- **Collection entries**
>>

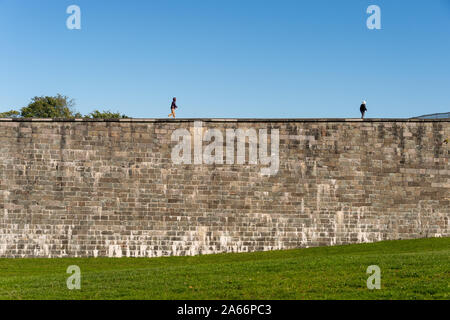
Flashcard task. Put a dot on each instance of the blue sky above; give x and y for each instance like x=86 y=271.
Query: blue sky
x=229 y=58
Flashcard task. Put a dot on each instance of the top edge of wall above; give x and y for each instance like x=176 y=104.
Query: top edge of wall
x=227 y=120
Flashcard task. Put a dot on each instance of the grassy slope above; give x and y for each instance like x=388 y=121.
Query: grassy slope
x=410 y=269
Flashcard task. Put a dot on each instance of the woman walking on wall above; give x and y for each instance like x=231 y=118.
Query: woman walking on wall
x=173 y=107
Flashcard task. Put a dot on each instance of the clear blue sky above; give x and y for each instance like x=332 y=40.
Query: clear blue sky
x=229 y=58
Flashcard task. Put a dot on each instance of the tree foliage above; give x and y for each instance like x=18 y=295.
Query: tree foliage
x=58 y=106
x=105 y=115
x=49 y=107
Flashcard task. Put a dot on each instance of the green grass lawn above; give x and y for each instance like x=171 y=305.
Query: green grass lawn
x=410 y=269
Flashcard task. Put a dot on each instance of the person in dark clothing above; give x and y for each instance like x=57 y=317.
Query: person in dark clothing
x=363 y=109
x=173 y=107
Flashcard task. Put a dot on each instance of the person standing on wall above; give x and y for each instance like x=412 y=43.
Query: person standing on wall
x=173 y=107
x=363 y=109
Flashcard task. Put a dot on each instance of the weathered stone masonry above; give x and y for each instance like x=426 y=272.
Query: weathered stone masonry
x=109 y=188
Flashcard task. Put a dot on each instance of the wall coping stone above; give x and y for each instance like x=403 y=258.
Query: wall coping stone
x=152 y=120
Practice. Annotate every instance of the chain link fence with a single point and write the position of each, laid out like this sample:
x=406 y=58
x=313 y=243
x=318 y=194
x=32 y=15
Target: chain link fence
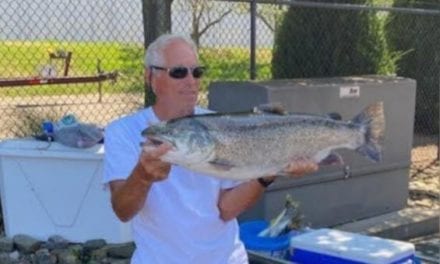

<<

- **EXERCISE GOAL**
Each entry above must be set down word for word; none of its pictures belong in the copy.

- **WRITTEN ANSWER**
Flashcard task. Put a dot on each instance of the blue sky above; give x and y for each instance like x=86 y=271.
Query: blue sky
x=229 y=58
Flashcard task. Put a dot on each instance of the top edge of wall above; give x and y for each instance like x=176 y=104.
Query: top edge of wall
x=227 y=120
Flashcard task. Put a dot on each instance of the grassy slope above; give x and y for each instance like x=388 y=121.
Query: grassy slope
x=410 y=269
Flashcard task. Put a dot on each instance of the woman walking on wall above; give x and y for each instance like x=231 y=118.
Query: woman walking on wall
x=173 y=107
Flashcard task. Put a dot on each instance of the clear blue sky above; give x and y for each instance like x=332 y=40.
Query: clear blue sky
x=229 y=58
Flashcard task. Put a dot on each instance of the tree foliage above; give x and y for each instance like x=18 y=295.
Query: tree foliage
x=58 y=106
x=105 y=115
x=49 y=107
Flashcard task. Put a dot on each instance of the green grass lawn above; give x and y for each instance like x=171 y=305.
Query: green grass lawn
x=410 y=269
Flashcard task. Put a dot on each instance of the person in dark clothing above; give x and y for each instance like x=57 y=317.
Query: person in dark clothing
x=363 y=109
x=173 y=107
Flashcard task. Put a dot on each instance of the person standing on wall above; give x and y for each instance like x=412 y=43.
Query: person standing on wall
x=173 y=107
x=363 y=109
Flashcard task. Put a dot on each instance of the weathered stone masonry above; give x and y for each instance like x=426 y=272.
Query: weathered stone masonry
x=109 y=188
Flashcard task. Put a dot on each instance of the wall coping stone above; give x and y for each instance like x=403 y=258.
Query: wall coping stone
x=152 y=120
Practice. Annotate every instance of the chain link fence with a single point and write the position of each, laid out like this sample:
x=406 y=58
x=313 y=243
x=318 y=194
x=32 y=15
Target: chain link fence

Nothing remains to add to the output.